-------- INFORMATION PROVIDED --------

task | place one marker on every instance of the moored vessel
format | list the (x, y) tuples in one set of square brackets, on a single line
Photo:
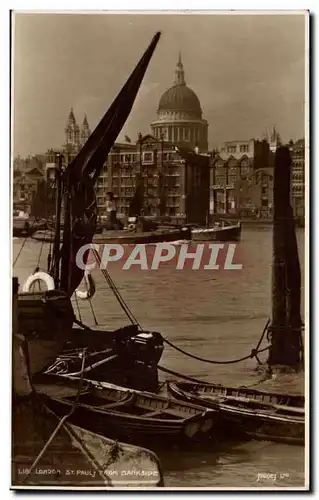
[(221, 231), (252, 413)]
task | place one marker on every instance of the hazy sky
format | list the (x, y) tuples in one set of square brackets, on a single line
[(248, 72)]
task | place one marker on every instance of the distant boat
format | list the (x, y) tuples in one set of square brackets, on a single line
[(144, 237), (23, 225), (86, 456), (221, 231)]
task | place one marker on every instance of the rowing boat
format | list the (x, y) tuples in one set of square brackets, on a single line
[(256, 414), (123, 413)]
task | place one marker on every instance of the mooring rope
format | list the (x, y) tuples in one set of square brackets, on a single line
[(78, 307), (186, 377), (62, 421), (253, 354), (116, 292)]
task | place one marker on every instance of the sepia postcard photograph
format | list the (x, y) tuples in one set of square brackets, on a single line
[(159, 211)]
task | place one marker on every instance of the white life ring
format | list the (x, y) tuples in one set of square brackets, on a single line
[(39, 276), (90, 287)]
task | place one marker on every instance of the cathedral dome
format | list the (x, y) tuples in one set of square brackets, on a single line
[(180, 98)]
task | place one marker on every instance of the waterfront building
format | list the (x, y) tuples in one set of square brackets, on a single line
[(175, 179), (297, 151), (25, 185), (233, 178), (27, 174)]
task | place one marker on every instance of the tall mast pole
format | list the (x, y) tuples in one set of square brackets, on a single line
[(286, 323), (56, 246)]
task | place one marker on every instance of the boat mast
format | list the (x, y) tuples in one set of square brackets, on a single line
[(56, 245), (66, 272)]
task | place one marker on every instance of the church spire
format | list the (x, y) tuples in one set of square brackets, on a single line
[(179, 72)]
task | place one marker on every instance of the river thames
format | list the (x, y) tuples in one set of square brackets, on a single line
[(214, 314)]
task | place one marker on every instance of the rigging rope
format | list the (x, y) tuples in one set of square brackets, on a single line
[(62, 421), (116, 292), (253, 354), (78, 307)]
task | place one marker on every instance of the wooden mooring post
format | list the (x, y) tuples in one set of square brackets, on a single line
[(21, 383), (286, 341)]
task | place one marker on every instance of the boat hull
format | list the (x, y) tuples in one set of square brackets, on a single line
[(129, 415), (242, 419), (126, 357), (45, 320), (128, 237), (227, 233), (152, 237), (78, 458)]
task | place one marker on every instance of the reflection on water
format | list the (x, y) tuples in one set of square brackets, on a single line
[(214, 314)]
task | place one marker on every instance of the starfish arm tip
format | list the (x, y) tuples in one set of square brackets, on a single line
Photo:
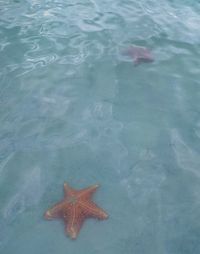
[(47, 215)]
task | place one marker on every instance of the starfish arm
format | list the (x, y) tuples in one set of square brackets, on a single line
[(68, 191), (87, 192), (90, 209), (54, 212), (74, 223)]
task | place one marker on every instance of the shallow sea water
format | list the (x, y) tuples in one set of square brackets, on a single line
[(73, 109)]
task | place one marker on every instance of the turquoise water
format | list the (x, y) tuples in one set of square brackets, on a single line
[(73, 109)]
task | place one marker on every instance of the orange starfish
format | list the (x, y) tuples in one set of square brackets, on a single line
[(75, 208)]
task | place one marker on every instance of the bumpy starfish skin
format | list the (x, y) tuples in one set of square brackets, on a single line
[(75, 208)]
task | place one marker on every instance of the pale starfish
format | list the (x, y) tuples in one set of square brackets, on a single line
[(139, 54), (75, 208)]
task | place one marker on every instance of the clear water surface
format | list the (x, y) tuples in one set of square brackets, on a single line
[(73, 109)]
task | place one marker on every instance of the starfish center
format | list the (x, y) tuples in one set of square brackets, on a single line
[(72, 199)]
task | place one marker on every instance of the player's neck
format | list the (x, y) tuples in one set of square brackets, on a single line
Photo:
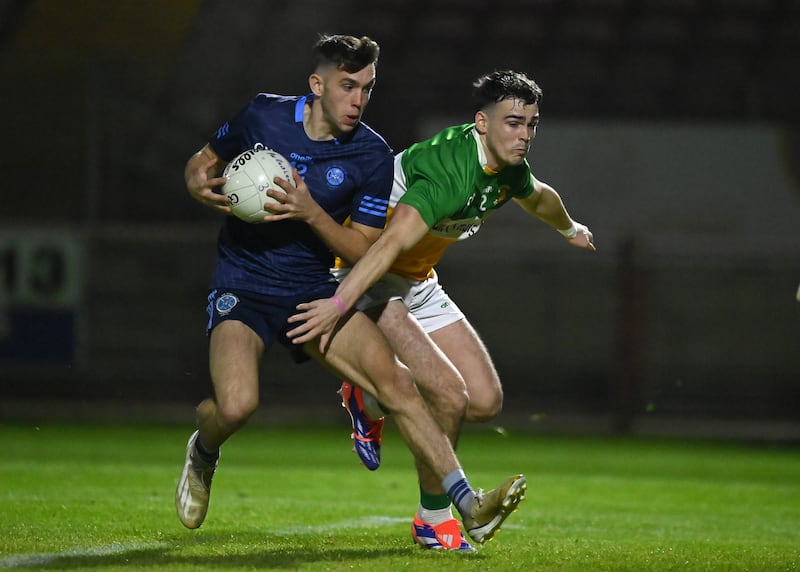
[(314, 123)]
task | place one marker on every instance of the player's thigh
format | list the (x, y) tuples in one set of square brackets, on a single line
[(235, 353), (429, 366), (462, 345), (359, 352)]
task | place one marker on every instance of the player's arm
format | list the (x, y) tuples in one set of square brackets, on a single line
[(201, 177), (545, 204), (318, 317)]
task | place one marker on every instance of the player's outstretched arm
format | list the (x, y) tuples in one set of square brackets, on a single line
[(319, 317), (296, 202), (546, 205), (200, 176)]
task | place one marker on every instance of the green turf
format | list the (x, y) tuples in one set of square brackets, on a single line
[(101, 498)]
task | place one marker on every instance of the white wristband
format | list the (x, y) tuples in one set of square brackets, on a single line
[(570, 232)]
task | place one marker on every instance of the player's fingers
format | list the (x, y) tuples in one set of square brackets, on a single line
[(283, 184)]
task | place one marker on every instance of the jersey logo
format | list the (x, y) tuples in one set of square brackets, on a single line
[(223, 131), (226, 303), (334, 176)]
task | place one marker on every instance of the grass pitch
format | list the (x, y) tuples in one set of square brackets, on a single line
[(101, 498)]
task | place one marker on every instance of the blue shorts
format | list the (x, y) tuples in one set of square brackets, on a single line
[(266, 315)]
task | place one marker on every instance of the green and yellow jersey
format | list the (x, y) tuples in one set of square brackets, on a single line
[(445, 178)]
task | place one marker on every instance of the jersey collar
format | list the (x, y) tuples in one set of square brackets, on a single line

--------

Restate the listing above word for word. Leave the images out.

### ANSWER SECTION:
task | place one marker on every instance of the moored vessel
format | list the (x, y) tuples in one set of square brackets, on a single line
Photo:
[(221, 231), (252, 413)]
task | place one marker on every instance of the hazy sky
format | list the (x, y) tuples in one set of square brackets, on a single line
[(248, 72)]
task | place one marker on every instance of the distant boat
format | list the (x, y) tuples in one set of square brackets, on a single line
[(144, 237), (23, 225), (86, 456), (221, 231)]
task | place one marker on every instance of the rowing boat
format | list the (x, y) tuples in one set of square brackets, on a single line
[(256, 414), (123, 413)]
task | place one marker on every instance of the mooring rope
format | list the (x, y) tuples in one set of square brackets, on a single line
[(78, 307), (186, 377), (62, 421), (253, 354), (116, 292)]
task | place one marker on every instance of the sepia postcard photograph
format | list the (x, y) tuples in one set of square brackets, on a single line
[(159, 211)]
task | place one marker on every instance of the white life ring
format | list the (x, y) tuples in one set of square brackets, on a single line
[(39, 276), (90, 287)]
task | place one marker on every instance of the cathedral dome
format | list the (x, y) tuples in one set of square brackets, on a single line
[(180, 98)]
task | place one marker on every instance of the waterfront building
format | list the (x, y) tuples in one set of square brackets, on a single line
[(175, 179), (297, 151), (25, 185), (233, 178), (27, 174)]
task | place one marker on every instance of the tall mast pole
format | list the (x, y) tuples in one set of square brackets, on a single line
[(286, 323), (56, 246)]
task | place one marker on every instance of the boat mast
format | list the (x, y) tuples in one set of square brackets, on a single line
[(56, 245), (66, 272)]
task | place one marker on every instance of the church spire
format | list the (x, y) tuples in one set of square brackets, on a single line
[(179, 72)]
task | place one marker on every instance of the river thames
format | list the (x, y) tuples in one set of square brackets, on a single line
[(214, 314)]
task | place one marker on every instance of the rigging rope
format | list the (x, y) tuples in one set of square brackets, on a single line
[(62, 421), (116, 292), (253, 354), (78, 307)]
task | place one marker on every instance of the wooden mooring post
format | list the (x, y) tuples in one set of square brackets, on a single line
[(21, 383), (286, 341)]
task | place one marker on every instance of the boat hull
format | list the (x, y) tuples in one set of square brackets, on a single line
[(129, 415), (242, 419), (126, 357), (45, 320), (128, 237), (227, 233), (152, 237), (78, 458)]
task | place one marker on every instance of the reflection on water
format | list the (x, y) tuples in one set of square brackets, on a single line
[(214, 314)]
task | place one marker on every instance of the starfish arm tip
format | list the (x, y) tuples in one set of square brackets, on a single line
Photo:
[(47, 215)]
task | place one marker on every instance of the starfish arm
format | list the (x, y) tuples in one set of square brackets, on a single line
[(68, 191), (87, 192), (90, 209), (54, 212), (74, 223)]
task | place one marker on every instance of the shallow sea water
format | list the (x, y) tuples in one set of square brackets, on a single line
[(73, 109)]
task | place one marker on every instance of the turquoise water
format | list the (x, y) tuples in one set of square brackets, on a single line
[(73, 109)]
task | place one marker on every instance of the orange starfish
format | list the (x, y) tuples in one set of square brackets, on a single line
[(75, 208)]
task | place one marker on every instance of the bumpy starfish skin
format | list the (x, y) tuples in one set of square brackets, on a single line
[(75, 208)]
task | place one marker on every instance of the pale starfish
format | list the (x, y) tuples in one set of square brackets, on a single line
[(139, 54), (75, 208)]
task | place one marker on every instance of the clear water surface
format | list the (x, y) tuples in one set of square brackets, on a single line
[(73, 109)]
task | place one marker on every instance of the starfish center
format | list the (x, y) tuples in one set of square brackets, on a single line
[(72, 199)]
task | place one marker on every instance of the player's neck
format | list the (x, y) tuples in one set of square brackets, on a single line
Photo:
[(314, 123)]
task | place one marker on every instance of the player's thigh
format | list the (x, y) tuples in one set of square brackets, on a single line
[(235, 353), (429, 366), (462, 345), (359, 352)]
task | place one marker on every instance of the player's arm
format | list the (x, y) tuples in one set of square brackets, on a single line
[(201, 177), (545, 204), (318, 317)]
task | place one marker on every instance of the player's outstretched arm
format | list the (x, y) tuples in one set of square brackets, on a single line
[(319, 317), (296, 202), (546, 205), (200, 176)]
task | place one marker on every instance of the green turf
format | list the (x, y) tuples in one set of square brackets, on a single line
[(101, 498)]
task | place one marker on every instance of the white wristband
format | list the (x, y) tuples in one set of square brackets, on a single line
[(570, 232)]
task | place one marker on every instance of the player's fingers
format | list the (x, y) tuples in one set of square brackets, on a single line
[(283, 184)]
task | place one marker on every instance of the jersey logo
format | list the (x, y) tuples in one set of square brackets, on a single line
[(223, 131), (226, 303), (334, 176)]
task | place one marker on every instance of the grass pitch
format | list the (x, y) tuples in one set of square brackets, on a single line
[(101, 498)]
task | place one marker on every instance of the blue shorts
format | list the (x, y) tuples in one set of square brackets, on a single line
[(266, 315)]
task | place one marker on every instance of the green and yellow jersey
format | list the (x, y) tuples in one set of square brackets, on a single line
[(445, 178)]
task | place one marker on every instance of the jersey collar
format | list the (x, y) tuples in one set of square brackets, on a single line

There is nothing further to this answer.